- Elenco dei compiti
(1) Copia dall'articolo sul Quarticciolo tutto ciò che va da "Il dettaglio che" giù fino a "appariva fuori asse.".
(2) Spiega in una o due frasi perché, secondo l'articolo sul Quarticciolo, durante la perquisizione sono stati sequestrati diversi telefoni cellulari.

Quarticciolo, il “caveau” sotto la mattonella: scovata la cassaforte della cocaina alla Madonnina

Nel corso della perquisizione sono stati sequestrati anche oltre 600 euro in contanti, ritenuti provento dell’attività illecita, e diversi telefoni cellulari, considerati strumenti operativi per coordinare la rete di distribuzione

Un nascondiglio degno di un manuale di “ingegneria urbana”, mimetizzato sotto una casa qualunque. È al Quarticciolo, in uno dei quadranti più sensibili della Capitale, che la Polizia di Stato ha arrestato un uomo di 52 anni, individuato come custode della droga destinata alla piazza di spaccio conosciuta come “La Madonnina”.

L’intervento degli agenti delle Volanti è scattato dopo una serie di riscontri sul territorio. L’uomo era stato notato più volte gravitare nell’area, con un ruolo ritenuto chiave nella gestione delle sostanze stupefacenti. Le chiavi trovate in suo possesso hanno poi aperto la porta dell’appartamento che ha cambiato il corso dell’indagine.

Il dettaglio che svela tutto

All’interno, nulla sembrava fuori posto: ambienti ordinati, nessun segnale evidente. Ma è bastato uno sguardo più attento per far emergere l’anomalia. In una stanza da letto, leggermente defilata, una mattonella del pavimento appariva fuori asse.

Una volta rimossa, ha rivelato un vano scavato nel massetto: un nascondiglio perfettamente integrato nella struttura dell’abitazione, utilizzato come caveau. Al suo interno, gli agenti hanno trovato oltre 300 dosi di cocaina, già confezionate e pronte per la distribuzione.

- Estratti delle righe

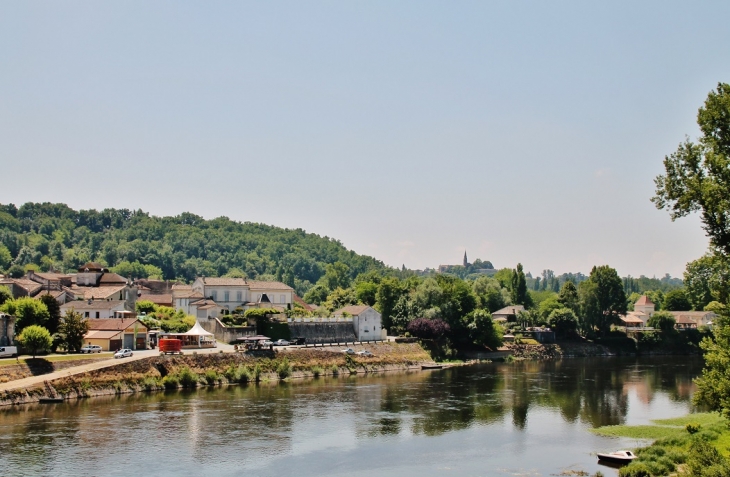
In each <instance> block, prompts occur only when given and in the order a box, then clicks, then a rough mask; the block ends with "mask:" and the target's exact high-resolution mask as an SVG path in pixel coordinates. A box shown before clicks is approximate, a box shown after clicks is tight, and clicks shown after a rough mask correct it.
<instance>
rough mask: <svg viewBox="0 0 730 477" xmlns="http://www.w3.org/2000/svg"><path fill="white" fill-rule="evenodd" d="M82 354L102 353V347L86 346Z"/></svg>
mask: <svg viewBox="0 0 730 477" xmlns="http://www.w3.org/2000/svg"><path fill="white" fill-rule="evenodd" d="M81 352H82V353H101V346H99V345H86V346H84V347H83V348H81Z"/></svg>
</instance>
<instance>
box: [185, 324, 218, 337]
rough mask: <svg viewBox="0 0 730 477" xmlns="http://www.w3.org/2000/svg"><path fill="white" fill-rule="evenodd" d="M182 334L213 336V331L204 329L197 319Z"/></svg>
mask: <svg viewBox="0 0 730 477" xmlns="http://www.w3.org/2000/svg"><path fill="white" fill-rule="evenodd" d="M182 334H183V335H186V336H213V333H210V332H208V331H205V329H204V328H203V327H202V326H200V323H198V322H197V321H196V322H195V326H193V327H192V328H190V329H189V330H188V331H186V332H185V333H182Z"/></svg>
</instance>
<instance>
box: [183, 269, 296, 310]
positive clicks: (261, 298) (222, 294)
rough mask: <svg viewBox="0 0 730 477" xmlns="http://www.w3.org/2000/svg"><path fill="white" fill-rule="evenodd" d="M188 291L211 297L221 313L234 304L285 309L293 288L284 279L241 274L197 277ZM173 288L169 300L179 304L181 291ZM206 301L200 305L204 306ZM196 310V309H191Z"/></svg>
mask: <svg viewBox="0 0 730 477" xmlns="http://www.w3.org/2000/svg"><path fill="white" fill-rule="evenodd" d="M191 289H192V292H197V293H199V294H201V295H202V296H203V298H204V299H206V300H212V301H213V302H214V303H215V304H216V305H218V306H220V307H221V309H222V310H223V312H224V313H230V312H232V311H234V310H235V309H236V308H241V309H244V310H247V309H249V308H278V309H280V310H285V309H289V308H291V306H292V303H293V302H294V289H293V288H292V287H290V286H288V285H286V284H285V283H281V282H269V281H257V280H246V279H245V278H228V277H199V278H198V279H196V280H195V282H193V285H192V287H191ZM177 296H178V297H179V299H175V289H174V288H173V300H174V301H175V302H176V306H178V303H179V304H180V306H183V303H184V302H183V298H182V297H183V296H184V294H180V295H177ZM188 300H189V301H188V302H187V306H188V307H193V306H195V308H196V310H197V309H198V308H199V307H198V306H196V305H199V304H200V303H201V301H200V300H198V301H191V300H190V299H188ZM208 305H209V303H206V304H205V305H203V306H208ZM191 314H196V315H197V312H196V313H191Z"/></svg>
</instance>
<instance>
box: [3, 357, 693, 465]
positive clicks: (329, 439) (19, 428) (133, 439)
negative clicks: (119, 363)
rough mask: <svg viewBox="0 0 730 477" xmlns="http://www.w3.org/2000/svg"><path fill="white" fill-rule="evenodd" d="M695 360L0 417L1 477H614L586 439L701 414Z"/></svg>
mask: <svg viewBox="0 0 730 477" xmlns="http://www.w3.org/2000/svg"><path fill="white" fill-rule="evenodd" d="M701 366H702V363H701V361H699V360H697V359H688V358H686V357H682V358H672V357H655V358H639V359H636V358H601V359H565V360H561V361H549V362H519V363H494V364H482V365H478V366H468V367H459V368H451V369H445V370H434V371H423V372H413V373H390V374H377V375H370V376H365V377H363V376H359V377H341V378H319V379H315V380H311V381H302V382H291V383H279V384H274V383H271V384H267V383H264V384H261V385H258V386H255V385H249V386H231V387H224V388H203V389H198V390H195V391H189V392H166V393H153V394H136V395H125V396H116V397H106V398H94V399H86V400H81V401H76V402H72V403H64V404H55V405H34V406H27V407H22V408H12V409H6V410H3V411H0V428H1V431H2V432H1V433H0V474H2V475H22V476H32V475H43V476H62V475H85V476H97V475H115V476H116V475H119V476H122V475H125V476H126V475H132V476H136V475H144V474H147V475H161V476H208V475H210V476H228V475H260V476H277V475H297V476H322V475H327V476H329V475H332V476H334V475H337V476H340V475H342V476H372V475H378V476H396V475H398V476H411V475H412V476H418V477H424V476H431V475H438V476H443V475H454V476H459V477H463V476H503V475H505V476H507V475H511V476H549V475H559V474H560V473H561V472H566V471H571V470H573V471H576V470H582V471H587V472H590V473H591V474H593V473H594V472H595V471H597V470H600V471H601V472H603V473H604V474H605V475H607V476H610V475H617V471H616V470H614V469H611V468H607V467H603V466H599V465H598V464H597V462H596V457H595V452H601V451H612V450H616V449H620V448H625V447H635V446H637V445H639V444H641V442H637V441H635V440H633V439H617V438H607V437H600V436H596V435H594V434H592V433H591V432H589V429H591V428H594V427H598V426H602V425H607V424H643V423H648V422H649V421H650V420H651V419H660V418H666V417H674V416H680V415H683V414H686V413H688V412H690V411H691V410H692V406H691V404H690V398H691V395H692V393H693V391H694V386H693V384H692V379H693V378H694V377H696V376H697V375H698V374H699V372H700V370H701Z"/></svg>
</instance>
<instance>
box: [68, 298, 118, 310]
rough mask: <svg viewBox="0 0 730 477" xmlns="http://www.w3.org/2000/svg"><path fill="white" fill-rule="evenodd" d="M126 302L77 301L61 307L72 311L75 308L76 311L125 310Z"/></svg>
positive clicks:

- Elenco delle risposte
(1)
Il dettaglio che svela tutto

All’interno, nulla sembrava fuori posto: ambienti ordinati, nessun segnale evidente. Ma è bastato uno sguardo più attento per far emergere l’anomalia. In una stanza da letto, leggermente defilata, una mattonella del pavimento appariva fuori asse.

(2) I telefoni cellulari sono stati sequestrati perché considerati strumenti operativi per coordinare la rete di distribuzione della droga.